• **QUOTED PASSAGE**:
· · · ·
Batch Ingestion Locking Error

Hi all,

When a lot of batch ingestion tasks are triggered, an error 'Cannot acquire a lock for interval[… ’ occurs. Before that exception, an error DETERMINE_PARTITIONS shows up.

Configuring options like druid.server.http.numThreads or druid.broker.http.numConnections did not help so far. From the error ouput, it is not clear what is happening (timeout …).

Here is the error log of such a failed task:

2019-08-20T06:56:05,490 WARN [main] org.apache.curator.retry.ExponentialBackoffRetry - maxRetries too large (30). Pinning to 29

2019-08-20T06:56:05,618 WARN [main] org.apache.druid.server.metrics.MonitorsConfig - Deprecated Monitor class name[com.metamx.metrics.JvmMonitor] found, please use name[org.apache.druid.java.util.metrics.JvmMonitor] instead.

2019-08-20T06:56:10,928 WARN [main] org.apache.druid.query.lookup.LookupReferencesManager - No lookups found for tier [__default], response [org.apache.druid.java.util.http.client.response.FullResponseHolder@766b6d02]

2019-08-20T06:56:12,934 WARN [main] com.sun.jersey.spi.inject.Errors - The following warnings have been detected with resource and/or provider classes:

WARNING: A HTTP GET method, public void org.apache.druid.server.http.SegmentListerResource.getSegments(long,long,long,javax.servlet.http.HttpServletRequest) throws java.io.IOException, MUST return a non-void type.

2019-08-20T06:56:14,331 ERROR [task-runner-0-priority-0] org.apache.druid.indexing.common.task.IndexTask - Encountered exception in DETERMINE_PARTITIONS.
· · · ·
• **WORK TO DO**:
1. In the batch ingestion locking error post, list the class name that logged each timestamped WARN entry in the error log.
2. Continue the forum post about the batch ingestion locking error from its last log entry onward.

• **SOURCE EXCERPT**:
· · · ·
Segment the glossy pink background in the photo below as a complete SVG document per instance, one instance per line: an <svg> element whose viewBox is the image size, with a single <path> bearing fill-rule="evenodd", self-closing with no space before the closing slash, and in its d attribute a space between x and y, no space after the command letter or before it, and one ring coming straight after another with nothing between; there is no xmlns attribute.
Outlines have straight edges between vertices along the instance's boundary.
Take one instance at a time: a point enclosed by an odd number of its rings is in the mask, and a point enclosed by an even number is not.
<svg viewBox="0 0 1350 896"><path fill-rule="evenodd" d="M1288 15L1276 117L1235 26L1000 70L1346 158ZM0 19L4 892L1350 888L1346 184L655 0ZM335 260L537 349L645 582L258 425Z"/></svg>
· · · ·
• **ANSWER LIST**:
1.
- org.apache.curator.retry.ExponentialBackoffRetry
- org.apache.druid.server.metrics.MonitorsConfig
- org.apache.druid.query.lookup.LookupReferencesManager
- com.sun.jersey.spi.inject.Errors

2.
java.lang.NullPointerException: Cannot acquire a lock for interval[2019-02-26T00:00:00.000Z/2019-02-28T00:00:00.000Z]

at com.google.common.base.Preconditions.checkNotNull(Preconditions.java:253) ~[guava-16.0.1.jar:?]

at org.apache.druid.indexing.common.task.Tasks.tryAcquireExclusiveLocks(Tasks.java:56) ~[druid-indexing-service-0.15.1-incubating.jar:0.15.1-incubating]

at org.apache.druid.indexing.common.task.IndexTask.run(IndexTask.java:443) [druid-indexing-service-0.15.1-incubating.jar:0.15.1-incubating]

at org.apache.druid.indexing.overlord.SingleTaskBackgroundRunner$SingleTaskBackgroundRunnerCallable.call(SingleTaskBackgroundRunner.java:419) [druid-indexing-service-0.15.1-incubating.jar:0.15.1-incubating]

at org.apache.druid.indexing.overlord.SingleTaskBackgroundRunner$SingleTaskBackgroundRunnerCallable.call(SingleTaskBackgroundRunner.java:391) [druid-indexing-service-0.15.1-incubating.jar:0.15.1-incubating]

at java.util.concurrent.FutureTask.run(FutureTask.java:266) [?:1.8.0_212]

at java.util.concurrent.ThreadPoolExecutor.runWorker(ThreadPoolExecutor.java:1149) [?:1.8.0_212]

at java.util.concurrent.ThreadPoolExecutor$Worker.run(ThreadPoolExecutor.java:624) [?:1.8.0_212]

at java.lang.Thread.run(Thread.java:748) [?:1.8.0_212]

Finished peon task

Hints how to analyse the issue or what could be the cause would be very appreciated.

Thanks in advance,

Thomas

Hi Thomas:

Errors like “Cannot acquire a lock for interval[2019-02-26T00:00:00.000Z/2019-02-28T00:00:00.000Z]” usually indicate another ingestion covering whole or partial of the time interval is already happening, or has not finished, so it’s locked for writing from another source.

How many ingestions are on going at the time this error happens?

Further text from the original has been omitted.